(AUFGABENSTELLUNG) Wiederhole alle folgenden Datensätze Zeile für Zeile ohne jede Änderung.

(GEGEBENE INFORMATIONEN)
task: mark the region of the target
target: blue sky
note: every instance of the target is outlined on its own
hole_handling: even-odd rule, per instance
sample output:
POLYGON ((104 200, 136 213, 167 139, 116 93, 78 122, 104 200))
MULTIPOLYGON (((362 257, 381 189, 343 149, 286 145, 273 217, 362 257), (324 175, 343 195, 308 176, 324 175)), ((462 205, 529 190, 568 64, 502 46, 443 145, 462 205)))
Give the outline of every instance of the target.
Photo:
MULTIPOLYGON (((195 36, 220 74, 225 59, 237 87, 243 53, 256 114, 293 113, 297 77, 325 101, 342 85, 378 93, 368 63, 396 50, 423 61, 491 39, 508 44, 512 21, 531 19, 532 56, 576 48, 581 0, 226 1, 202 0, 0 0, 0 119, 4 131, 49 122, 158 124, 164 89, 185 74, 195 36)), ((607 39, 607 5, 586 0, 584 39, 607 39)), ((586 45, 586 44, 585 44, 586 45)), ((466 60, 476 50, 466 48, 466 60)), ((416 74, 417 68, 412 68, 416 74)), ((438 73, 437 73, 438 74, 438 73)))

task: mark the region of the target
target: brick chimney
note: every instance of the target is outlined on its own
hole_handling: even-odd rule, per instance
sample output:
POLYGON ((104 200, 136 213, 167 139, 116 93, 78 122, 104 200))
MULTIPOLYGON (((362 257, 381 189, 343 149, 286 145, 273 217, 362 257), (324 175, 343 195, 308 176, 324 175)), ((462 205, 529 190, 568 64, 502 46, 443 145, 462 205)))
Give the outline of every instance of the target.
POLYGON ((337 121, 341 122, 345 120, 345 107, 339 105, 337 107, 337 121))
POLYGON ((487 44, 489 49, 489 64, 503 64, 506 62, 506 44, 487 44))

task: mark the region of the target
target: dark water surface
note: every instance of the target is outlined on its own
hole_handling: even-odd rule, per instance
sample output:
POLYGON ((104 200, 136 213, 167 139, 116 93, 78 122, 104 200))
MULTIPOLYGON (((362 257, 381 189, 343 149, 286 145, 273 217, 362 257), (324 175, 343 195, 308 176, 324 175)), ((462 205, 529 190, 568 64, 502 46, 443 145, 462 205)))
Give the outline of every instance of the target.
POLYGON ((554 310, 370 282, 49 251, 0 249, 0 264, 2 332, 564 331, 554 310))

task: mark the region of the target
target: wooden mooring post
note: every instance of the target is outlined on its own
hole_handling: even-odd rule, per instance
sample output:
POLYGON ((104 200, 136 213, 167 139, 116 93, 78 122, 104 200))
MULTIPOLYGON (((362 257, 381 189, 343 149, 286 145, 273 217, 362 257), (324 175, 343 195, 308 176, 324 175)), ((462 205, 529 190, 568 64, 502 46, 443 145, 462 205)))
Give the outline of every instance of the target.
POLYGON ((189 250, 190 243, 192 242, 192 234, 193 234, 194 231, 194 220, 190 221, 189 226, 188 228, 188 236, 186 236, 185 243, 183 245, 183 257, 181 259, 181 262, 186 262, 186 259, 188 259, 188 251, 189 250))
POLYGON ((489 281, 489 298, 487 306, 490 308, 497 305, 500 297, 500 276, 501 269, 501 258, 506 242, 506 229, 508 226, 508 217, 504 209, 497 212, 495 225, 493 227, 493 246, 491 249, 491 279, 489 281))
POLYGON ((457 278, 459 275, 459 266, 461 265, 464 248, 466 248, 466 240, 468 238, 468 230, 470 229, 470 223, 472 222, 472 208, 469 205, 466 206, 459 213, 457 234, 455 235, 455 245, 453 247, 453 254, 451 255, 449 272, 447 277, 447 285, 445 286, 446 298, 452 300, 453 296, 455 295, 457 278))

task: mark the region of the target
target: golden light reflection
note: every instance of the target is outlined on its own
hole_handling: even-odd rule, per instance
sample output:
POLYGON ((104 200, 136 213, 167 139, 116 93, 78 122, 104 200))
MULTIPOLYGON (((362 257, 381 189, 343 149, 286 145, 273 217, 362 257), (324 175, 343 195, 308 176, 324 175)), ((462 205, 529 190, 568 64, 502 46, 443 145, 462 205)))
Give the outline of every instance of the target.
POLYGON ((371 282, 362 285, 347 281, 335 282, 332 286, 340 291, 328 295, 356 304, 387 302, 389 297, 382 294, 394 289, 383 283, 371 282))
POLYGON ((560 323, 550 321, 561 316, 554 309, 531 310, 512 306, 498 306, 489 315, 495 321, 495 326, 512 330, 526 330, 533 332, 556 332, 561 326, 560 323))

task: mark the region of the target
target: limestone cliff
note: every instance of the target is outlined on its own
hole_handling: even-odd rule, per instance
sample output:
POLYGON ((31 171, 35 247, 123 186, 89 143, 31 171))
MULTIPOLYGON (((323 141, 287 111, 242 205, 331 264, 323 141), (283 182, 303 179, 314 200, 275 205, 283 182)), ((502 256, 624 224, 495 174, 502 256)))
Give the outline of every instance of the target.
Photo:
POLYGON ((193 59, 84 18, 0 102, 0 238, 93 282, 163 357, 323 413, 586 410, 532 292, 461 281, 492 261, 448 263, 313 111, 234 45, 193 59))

(AUSGABE)
task: mark the region of the target
target: blue sky
note: every instance of the target is outlined on its own
hole_handling: even-odd rule, per instance
sample output:
POLYGON ((104 200, 136 213, 167 139, 116 93, 78 122, 104 200))
MULTIPOLYGON (((362 257, 381 189, 343 149, 286 145, 273 217, 362 257), (324 175, 343 195, 308 176, 324 175)), ((462 205, 529 190, 568 64, 502 46, 443 145, 462 205)))
Give the outline of every instance of the target.
Photo:
MULTIPOLYGON (((195 36, 220 74, 225 59, 237 87, 243 53, 256 114, 293 113, 297 77, 325 101, 342 85, 378 93, 368 63, 396 50, 423 61, 491 39, 508 44, 512 21, 531 19, 532 56, 576 48, 581 0, 226 1, 202 0, 0 0, 0 119, 4 131, 49 122, 158 124, 164 89, 185 74, 195 36)), ((607 39, 607 5, 586 0, 584 39, 607 39)), ((586 45, 586 44, 585 44, 586 45)), ((466 60, 476 50, 466 48, 466 60)), ((416 74, 417 68, 412 68, 416 74)), ((438 73, 437 73, 438 74, 438 73)))

task: mark the region of the target
target: brick chimney
note: every instance of the target is outlined on its own
hole_handling: even-odd rule, per instance
sample output:
POLYGON ((104 200, 136 213, 167 139, 116 93, 78 122, 104 200))
MULTIPOLYGON (((362 257, 381 189, 343 149, 286 145, 273 217, 362 257), (324 175, 343 195, 308 176, 324 175)), ((462 205, 529 190, 568 64, 502 46, 443 145, 462 205)))
Give the outline of every instance of the target.
POLYGON ((337 121, 341 122, 345 120, 345 107, 339 105, 337 107, 337 121))
POLYGON ((487 44, 489 49, 489 64, 503 64, 506 62, 506 44, 487 44))

task: mark the region of the target
target: dark water surface
note: every instance of the target is outlined on its own
hole_handling: even-odd rule, per instance
sample output:
POLYGON ((104 200, 136 213, 167 139, 116 93, 78 122, 104 200))
MULTIPOLYGON (((362 257, 381 189, 343 149, 286 145, 273 217, 362 257), (324 175, 343 195, 308 176, 324 175)), ((462 205, 529 190, 568 64, 502 46, 443 145, 462 205)))
Give the outline of every instance of the target.
POLYGON ((554 310, 370 282, 49 251, 0 249, 0 264, 2 332, 564 331, 554 310))

task: mark the region of the target
target: wooden mooring post
note: every instance of the target is outlined on its own
hole_handling: even-odd rule, per instance
sample output:
POLYGON ((104 200, 136 213, 167 139, 116 93, 78 122, 104 200))
MULTIPOLYGON (((362 257, 381 189, 343 149, 286 145, 273 217, 362 257), (324 175, 343 195, 308 176, 324 175)), ((462 205, 529 190, 568 64, 502 46, 443 145, 462 205)))
Give the outline of every instance of the target.
POLYGON ((189 250, 190 243, 192 242, 192 234, 193 234, 194 231, 194 220, 190 221, 189 226, 188 228, 188 236, 186 236, 185 243, 183 245, 183 257, 181 259, 181 262, 186 262, 186 259, 188 259, 188 251, 189 250))
POLYGON ((489 281, 489 298, 487 306, 490 308, 497 305, 500 297, 500 276, 501 269, 501 258, 506 242, 506 229, 508 226, 508 217, 504 209, 497 212, 495 225, 493 227, 493 246, 491 249, 491 279, 489 281))
POLYGON ((457 278, 459 275, 459 266, 461 265, 464 248, 466 248, 466 240, 468 238, 468 230, 470 229, 470 223, 472 222, 472 208, 469 205, 466 206, 459 213, 457 234, 455 235, 455 245, 453 247, 453 254, 451 255, 449 272, 447 277, 447 285, 445 286, 446 298, 452 300, 453 296, 455 295, 457 278))

task: mark the region of the target
target: golden light reflection
note: every instance of the target is outlined on its own
hole_handling: even-odd rule, per instance
sample output:
POLYGON ((104 200, 136 213, 167 139, 116 93, 78 122, 104 200))
MULTIPOLYGON (((362 257, 381 189, 343 149, 286 145, 273 217, 362 257), (324 175, 343 195, 308 176, 324 175)), ((462 205, 529 190, 568 64, 502 46, 443 145, 462 205)))
Give the outline of every instance of the target.
POLYGON ((371 282, 362 285, 347 281, 335 282, 332 286, 340 291, 328 295, 356 304, 387 302, 389 297, 382 294, 394 289, 383 283, 371 282))
POLYGON ((560 323, 550 321, 561 316, 554 309, 531 310, 512 306, 498 306, 489 315, 495 321, 495 326, 512 330, 526 330, 533 332, 556 332, 561 326, 560 323))

task: mark the region of the target
target: limestone cliff
note: every instance of the target is outlined on its own
hole_handling: even-odd rule, per instance
sample output:
POLYGON ((31 171, 35 247, 123 186, 89 143, 31 171))
MULTIPOLYGON (((323 141, 287 111, 242 205, 331 264, 323 141), (283 182, 303 179, 314 200, 275 205, 283 182)), ((502 256, 624 224, 495 174, 502 256)))
Give the outline of every instance of the target.
Photo:
POLYGON ((193 59, 84 18, 0 102, 0 238, 93 282, 163 357, 323 413, 586 410, 532 292, 461 281, 492 261, 448 263, 313 111, 234 45, 193 59))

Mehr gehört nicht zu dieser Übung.